◆ Problem to work on: Exactly reproduce the line containing "the white building" together with every line after it, through the end of the entries, and give nothing more.

Point-based annotation data:
+++++

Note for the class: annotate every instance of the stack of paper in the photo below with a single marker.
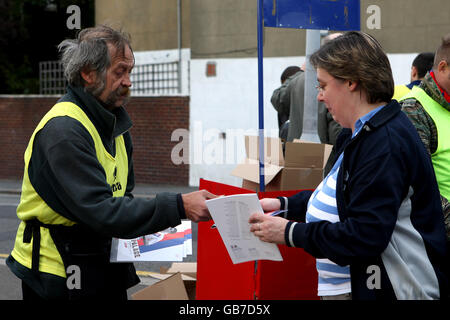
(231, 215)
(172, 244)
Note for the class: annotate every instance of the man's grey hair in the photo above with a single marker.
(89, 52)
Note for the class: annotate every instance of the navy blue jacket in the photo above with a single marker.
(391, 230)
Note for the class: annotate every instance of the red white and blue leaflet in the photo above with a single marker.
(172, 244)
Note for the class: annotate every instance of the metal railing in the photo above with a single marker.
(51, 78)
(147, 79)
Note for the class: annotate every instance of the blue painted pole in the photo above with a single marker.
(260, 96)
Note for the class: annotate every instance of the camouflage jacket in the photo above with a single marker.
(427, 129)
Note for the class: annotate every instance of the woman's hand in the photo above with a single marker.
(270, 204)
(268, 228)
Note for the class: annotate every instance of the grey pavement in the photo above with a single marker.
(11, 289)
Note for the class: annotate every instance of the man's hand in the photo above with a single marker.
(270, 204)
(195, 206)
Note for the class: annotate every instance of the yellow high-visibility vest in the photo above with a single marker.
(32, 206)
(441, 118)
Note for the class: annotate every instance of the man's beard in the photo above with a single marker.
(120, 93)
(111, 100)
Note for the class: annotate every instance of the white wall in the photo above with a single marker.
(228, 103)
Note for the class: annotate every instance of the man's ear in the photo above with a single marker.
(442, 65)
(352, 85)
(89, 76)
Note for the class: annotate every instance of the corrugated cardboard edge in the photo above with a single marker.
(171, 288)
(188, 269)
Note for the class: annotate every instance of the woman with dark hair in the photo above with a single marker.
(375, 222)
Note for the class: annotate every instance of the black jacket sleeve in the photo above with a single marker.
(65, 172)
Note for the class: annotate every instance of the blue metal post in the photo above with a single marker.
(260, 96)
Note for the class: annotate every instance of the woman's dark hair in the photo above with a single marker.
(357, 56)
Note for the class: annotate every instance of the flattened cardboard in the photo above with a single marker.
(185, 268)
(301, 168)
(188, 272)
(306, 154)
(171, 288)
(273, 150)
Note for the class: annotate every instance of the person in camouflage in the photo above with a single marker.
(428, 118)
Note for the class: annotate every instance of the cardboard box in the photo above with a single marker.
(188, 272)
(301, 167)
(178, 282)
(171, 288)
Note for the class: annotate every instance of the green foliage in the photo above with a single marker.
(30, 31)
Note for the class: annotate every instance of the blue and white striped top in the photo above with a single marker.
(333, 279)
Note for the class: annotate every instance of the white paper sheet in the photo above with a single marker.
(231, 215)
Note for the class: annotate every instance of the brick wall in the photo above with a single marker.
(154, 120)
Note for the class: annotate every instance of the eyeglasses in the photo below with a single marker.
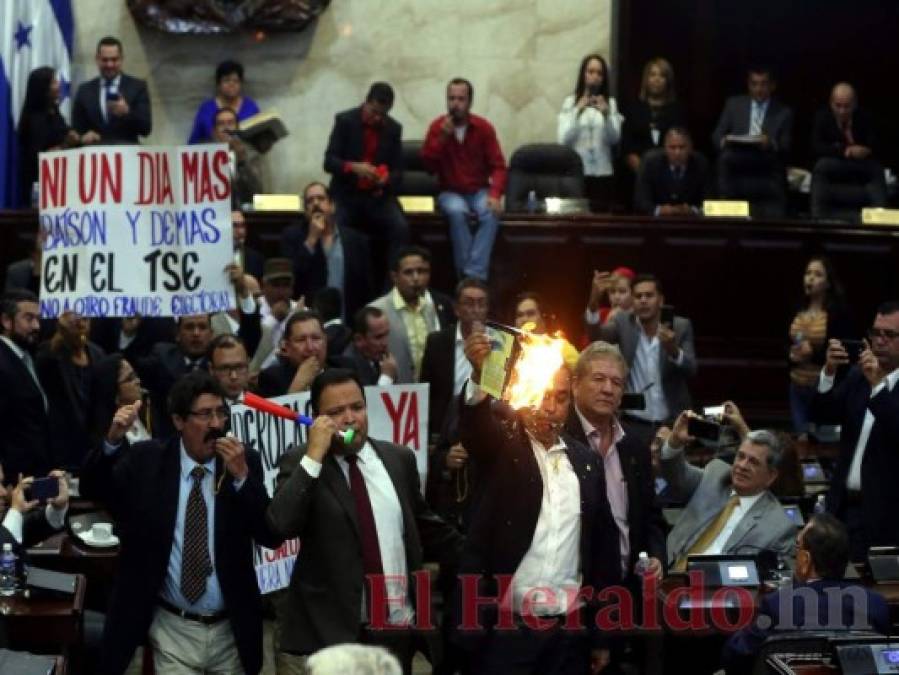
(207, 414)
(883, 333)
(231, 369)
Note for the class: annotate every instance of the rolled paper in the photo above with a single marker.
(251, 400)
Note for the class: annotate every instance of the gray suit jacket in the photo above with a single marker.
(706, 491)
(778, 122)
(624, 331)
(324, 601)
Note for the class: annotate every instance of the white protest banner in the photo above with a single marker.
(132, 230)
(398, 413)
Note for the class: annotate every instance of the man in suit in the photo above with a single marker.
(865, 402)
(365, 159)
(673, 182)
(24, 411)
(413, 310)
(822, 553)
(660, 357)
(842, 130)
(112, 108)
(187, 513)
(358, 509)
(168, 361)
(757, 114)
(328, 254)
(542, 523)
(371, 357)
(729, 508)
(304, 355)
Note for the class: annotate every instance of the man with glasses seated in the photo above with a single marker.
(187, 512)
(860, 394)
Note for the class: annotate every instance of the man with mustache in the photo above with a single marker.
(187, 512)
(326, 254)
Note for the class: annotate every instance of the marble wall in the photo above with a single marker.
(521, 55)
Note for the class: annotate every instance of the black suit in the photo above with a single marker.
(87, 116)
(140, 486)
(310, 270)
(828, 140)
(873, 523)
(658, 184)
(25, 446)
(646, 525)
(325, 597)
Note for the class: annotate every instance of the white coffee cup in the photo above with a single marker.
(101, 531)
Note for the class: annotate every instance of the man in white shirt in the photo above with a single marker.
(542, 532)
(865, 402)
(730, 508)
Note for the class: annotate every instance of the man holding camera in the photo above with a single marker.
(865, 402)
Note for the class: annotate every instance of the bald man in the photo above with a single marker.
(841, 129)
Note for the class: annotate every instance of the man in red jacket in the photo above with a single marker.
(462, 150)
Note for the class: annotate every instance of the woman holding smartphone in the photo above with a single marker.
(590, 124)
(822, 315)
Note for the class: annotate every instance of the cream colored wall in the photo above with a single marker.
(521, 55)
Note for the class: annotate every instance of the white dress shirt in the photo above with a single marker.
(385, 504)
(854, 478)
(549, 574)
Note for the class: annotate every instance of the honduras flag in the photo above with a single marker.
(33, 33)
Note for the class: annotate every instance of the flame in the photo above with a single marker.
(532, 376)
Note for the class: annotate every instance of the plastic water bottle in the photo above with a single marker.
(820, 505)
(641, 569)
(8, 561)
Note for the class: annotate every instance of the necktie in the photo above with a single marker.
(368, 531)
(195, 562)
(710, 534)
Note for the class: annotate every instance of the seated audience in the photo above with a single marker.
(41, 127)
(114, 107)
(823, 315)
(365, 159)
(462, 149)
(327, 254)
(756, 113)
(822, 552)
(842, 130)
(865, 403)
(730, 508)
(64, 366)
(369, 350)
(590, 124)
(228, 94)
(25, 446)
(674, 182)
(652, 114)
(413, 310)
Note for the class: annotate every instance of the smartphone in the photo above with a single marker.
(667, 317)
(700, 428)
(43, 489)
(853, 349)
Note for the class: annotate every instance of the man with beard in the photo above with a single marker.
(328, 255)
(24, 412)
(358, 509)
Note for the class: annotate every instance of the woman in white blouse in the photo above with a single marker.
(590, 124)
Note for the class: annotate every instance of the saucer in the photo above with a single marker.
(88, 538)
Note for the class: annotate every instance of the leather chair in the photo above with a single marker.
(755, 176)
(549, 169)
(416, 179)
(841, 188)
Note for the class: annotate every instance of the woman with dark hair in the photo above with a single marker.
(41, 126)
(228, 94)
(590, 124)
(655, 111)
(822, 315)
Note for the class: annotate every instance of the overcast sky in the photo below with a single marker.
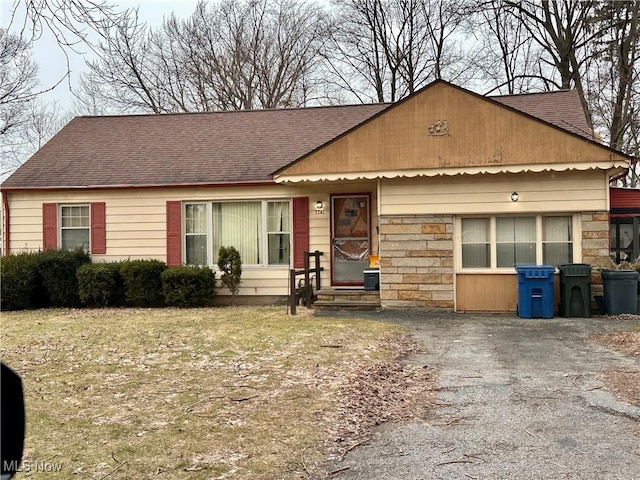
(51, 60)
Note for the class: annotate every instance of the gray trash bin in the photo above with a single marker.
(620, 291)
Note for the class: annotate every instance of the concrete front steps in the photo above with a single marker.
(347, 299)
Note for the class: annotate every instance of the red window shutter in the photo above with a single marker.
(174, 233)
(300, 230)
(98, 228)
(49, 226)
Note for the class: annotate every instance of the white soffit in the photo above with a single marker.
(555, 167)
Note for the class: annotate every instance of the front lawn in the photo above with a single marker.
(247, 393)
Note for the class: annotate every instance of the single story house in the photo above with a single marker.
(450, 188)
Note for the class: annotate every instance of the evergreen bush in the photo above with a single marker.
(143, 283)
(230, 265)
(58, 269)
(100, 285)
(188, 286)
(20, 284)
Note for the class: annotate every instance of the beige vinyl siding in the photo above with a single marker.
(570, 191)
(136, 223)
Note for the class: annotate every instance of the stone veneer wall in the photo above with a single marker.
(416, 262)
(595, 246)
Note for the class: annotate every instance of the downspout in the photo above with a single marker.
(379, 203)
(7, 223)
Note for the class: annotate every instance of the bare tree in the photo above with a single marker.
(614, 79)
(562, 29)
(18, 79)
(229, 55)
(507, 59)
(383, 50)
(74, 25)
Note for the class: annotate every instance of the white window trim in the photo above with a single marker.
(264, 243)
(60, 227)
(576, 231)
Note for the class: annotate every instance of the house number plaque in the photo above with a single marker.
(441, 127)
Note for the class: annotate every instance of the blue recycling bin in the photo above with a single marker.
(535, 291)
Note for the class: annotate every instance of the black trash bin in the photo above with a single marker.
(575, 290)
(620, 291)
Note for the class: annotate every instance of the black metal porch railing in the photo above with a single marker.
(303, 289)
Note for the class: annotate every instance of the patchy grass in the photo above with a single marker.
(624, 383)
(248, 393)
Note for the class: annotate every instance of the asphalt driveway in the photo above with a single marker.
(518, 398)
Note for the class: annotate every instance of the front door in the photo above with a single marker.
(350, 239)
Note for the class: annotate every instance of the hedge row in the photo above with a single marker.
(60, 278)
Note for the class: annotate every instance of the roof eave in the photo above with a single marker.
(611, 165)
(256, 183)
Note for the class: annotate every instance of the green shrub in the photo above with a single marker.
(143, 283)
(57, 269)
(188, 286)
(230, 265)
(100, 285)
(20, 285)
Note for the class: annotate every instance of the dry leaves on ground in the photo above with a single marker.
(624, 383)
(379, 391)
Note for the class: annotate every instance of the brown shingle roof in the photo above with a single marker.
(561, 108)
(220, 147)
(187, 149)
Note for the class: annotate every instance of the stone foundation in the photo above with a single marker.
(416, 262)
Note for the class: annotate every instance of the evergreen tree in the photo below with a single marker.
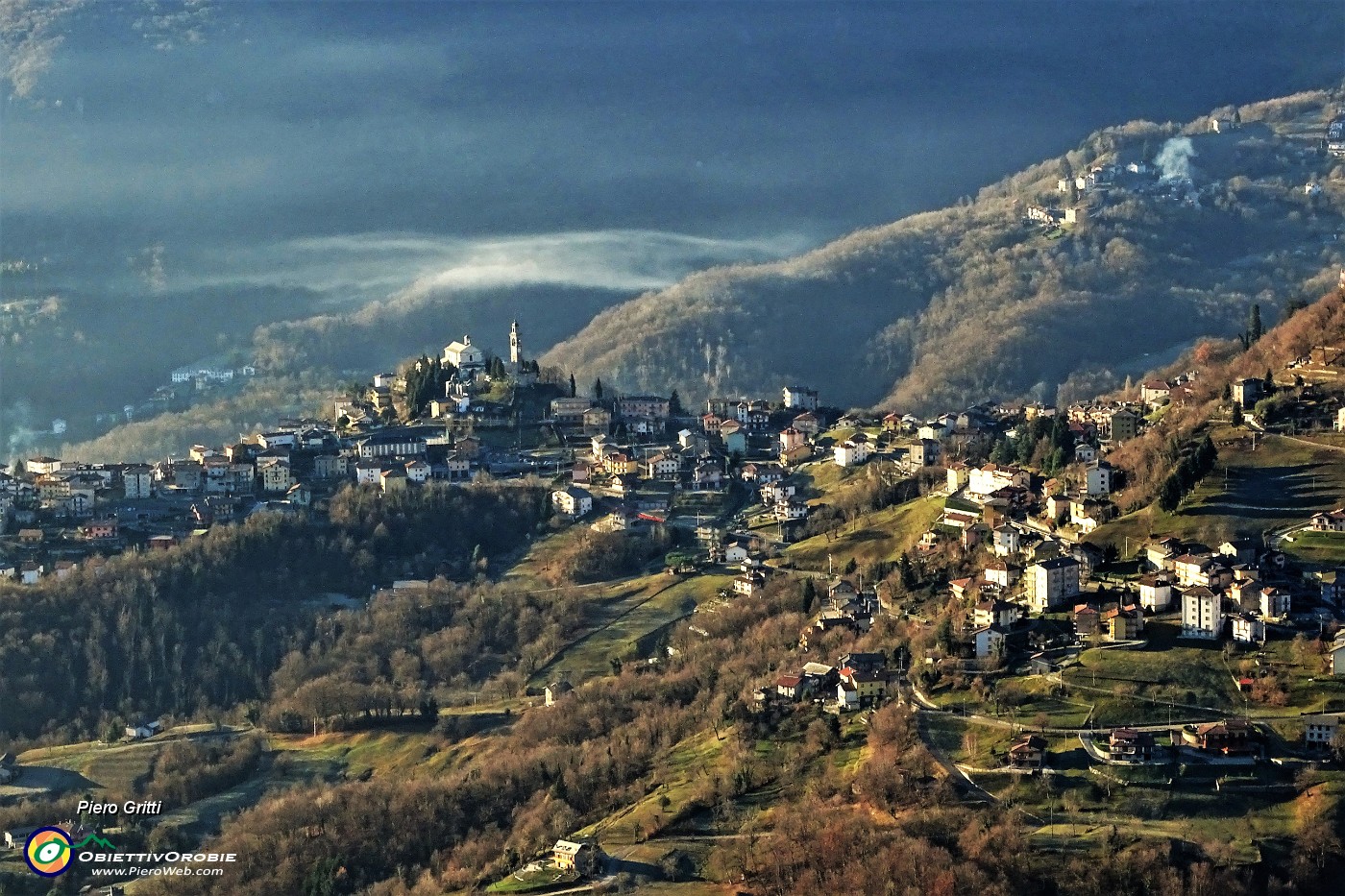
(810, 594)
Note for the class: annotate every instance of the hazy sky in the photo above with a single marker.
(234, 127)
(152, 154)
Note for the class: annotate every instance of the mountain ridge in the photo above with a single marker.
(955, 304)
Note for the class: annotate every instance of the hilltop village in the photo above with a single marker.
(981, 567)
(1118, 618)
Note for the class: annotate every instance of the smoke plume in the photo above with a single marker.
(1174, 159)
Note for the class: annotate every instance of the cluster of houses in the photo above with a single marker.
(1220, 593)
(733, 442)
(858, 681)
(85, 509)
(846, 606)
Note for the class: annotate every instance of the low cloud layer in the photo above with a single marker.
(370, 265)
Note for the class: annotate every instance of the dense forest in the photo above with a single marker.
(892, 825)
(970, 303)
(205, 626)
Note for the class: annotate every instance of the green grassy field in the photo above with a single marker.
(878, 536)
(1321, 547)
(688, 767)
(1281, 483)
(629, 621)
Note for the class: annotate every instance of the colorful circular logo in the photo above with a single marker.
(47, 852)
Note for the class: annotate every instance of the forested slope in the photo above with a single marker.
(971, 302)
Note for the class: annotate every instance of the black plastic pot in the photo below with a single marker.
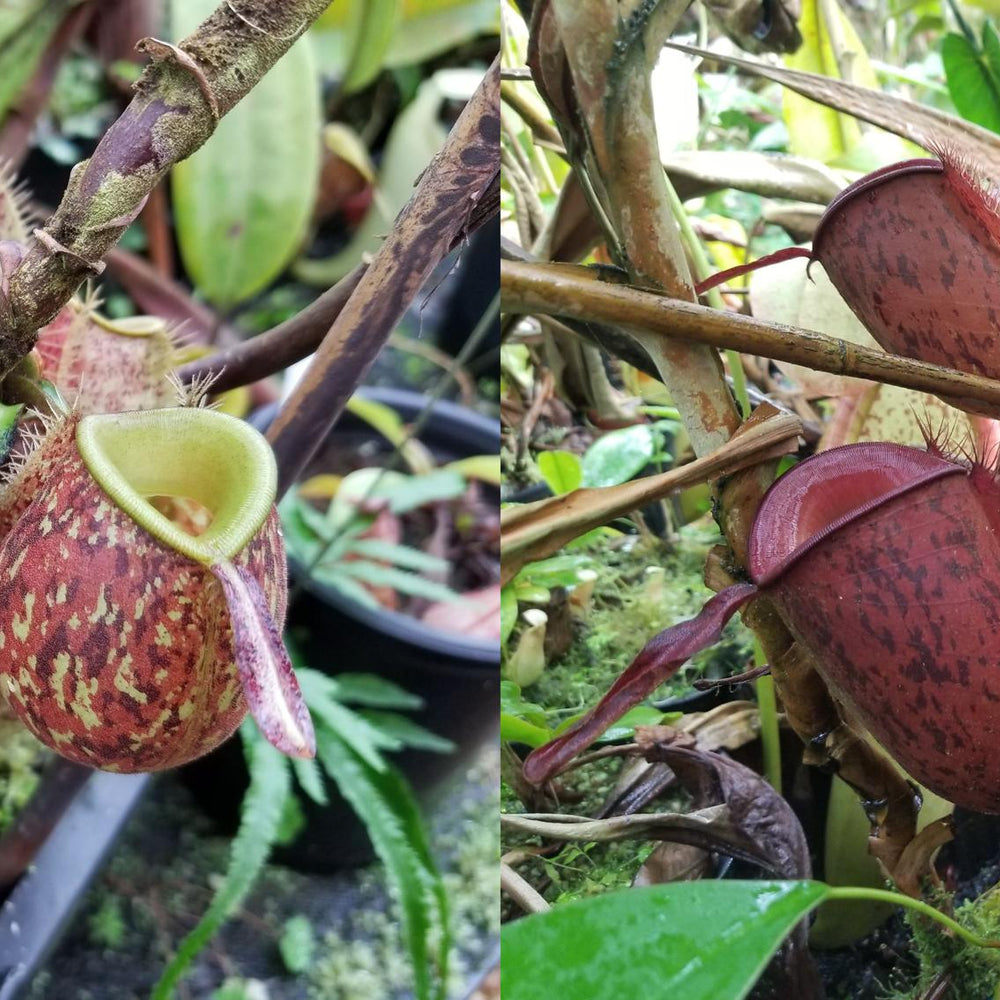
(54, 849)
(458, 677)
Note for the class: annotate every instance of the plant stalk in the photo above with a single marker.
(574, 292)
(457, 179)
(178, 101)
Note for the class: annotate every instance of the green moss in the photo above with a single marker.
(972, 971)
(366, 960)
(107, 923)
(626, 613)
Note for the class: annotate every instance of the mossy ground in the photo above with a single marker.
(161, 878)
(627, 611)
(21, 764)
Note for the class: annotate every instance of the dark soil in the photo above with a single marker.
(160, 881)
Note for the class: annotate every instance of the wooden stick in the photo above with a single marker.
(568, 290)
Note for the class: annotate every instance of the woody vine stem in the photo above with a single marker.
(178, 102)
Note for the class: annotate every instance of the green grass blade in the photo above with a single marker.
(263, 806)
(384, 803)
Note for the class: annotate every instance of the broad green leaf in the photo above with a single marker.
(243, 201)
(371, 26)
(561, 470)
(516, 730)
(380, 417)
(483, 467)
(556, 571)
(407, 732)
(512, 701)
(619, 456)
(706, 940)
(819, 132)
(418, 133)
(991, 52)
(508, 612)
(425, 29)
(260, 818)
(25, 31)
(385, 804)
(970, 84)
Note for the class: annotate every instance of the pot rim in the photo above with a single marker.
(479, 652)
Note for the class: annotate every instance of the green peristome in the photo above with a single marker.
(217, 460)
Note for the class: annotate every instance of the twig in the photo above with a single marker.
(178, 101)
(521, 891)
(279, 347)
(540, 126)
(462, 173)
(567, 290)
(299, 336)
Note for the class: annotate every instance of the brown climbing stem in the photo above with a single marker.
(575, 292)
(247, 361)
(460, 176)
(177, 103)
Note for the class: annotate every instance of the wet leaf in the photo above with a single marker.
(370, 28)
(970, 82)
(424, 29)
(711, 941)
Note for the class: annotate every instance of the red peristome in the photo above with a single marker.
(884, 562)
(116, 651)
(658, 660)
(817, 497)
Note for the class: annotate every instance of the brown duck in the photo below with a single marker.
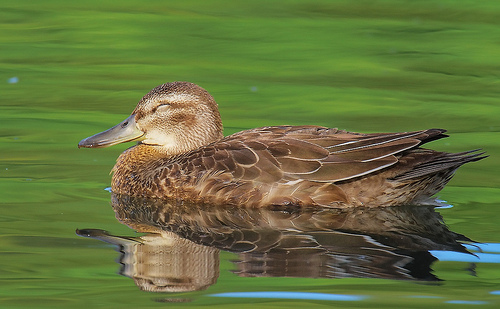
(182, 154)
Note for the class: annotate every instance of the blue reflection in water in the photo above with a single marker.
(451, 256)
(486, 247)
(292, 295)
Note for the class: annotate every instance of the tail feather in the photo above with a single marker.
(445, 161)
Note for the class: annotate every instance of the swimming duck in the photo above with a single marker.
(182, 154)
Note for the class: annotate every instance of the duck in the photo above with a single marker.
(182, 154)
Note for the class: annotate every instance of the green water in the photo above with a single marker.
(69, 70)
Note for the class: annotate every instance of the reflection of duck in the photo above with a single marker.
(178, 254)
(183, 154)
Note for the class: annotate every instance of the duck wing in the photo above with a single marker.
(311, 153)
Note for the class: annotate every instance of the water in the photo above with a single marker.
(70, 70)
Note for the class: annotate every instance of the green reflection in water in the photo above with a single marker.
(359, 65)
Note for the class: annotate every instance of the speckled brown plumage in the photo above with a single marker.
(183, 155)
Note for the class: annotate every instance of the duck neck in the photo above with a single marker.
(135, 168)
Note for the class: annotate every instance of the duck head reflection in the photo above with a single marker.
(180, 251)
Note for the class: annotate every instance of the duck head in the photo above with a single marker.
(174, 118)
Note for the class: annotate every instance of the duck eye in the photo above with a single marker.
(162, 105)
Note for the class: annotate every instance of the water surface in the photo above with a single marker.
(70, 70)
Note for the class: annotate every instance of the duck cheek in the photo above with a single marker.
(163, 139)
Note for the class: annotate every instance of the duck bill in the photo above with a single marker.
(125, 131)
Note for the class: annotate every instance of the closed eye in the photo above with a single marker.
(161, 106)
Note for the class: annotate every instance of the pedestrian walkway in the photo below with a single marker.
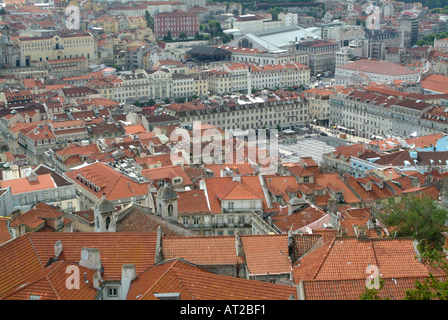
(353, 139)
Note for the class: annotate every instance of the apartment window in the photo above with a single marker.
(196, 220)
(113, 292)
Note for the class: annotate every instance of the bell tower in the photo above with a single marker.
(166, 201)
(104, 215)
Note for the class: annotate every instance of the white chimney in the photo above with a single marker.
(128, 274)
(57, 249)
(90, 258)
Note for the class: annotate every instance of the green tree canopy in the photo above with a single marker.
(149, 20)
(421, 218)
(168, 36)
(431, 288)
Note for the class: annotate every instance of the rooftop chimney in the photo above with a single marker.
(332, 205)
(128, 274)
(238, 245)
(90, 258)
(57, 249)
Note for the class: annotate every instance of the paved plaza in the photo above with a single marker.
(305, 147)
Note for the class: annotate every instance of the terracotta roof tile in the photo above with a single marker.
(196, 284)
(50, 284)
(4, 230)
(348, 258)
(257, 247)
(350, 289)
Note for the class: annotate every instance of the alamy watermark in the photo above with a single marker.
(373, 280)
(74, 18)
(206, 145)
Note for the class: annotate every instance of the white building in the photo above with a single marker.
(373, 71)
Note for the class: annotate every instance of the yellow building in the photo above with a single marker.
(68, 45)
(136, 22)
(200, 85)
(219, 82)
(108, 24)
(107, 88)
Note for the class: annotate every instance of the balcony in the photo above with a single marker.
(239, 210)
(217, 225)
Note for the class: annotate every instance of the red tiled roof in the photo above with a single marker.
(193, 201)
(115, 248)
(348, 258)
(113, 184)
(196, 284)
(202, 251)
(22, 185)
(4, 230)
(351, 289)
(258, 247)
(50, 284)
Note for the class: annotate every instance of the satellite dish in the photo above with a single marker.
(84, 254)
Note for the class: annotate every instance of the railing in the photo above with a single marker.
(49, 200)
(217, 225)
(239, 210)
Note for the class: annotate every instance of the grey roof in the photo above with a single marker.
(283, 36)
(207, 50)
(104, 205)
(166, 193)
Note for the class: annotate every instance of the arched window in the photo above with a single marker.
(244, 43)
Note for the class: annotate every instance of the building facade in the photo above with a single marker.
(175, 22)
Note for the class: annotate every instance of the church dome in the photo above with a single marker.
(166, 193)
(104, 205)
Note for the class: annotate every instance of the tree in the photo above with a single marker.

+++++

◆ Full response:
Note for the class: annotate every instance of the white building in the photo above with a single marker.
(373, 71)
Note for the class: annotate every instance of the yellow building in the photo above with a single marker.
(68, 45)
(136, 22)
(200, 85)
(219, 82)
(108, 24)
(107, 88)
Note for the class: annotate every instance of the balcony in the photo above with a single marker.
(239, 210)
(217, 225)
Note for the class: annotate every instance of the red tiled roof in the photo above with a single marker.
(193, 201)
(115, 248)
(348, 258)
(113, 184)
(196, 284)
(202, 251)
(22, 185)
(4, 230)
(351, 289)
(258, 247)
(50, 284)
Note for the class: annotate every instance of the satellite dish in the photo above with a single marker.
(84, 254)
Note for the class: annotate every instance of the railing in the photo above with a single marker.
(49, 200)
(217, 225)
(239, 210)
Note for the class: annotate every instance of the grey roof in the photo above with a single marker.
(283, 36)
(207, 50)
(104, 205)
(166, 193)
Note for the class: annotate every instance of the arched window in the photo above with a single marker.
(244, 43)
Note for the class: annotate every instance of the building facade in the photo above with a single marker.
(175, 22)
Note for the class: annotate every instance of the church dome in the photo above with a single marker.
(166, 193)
(104, 205)
Note for the class: annotate every instance of the tree in the photo above with a single marker.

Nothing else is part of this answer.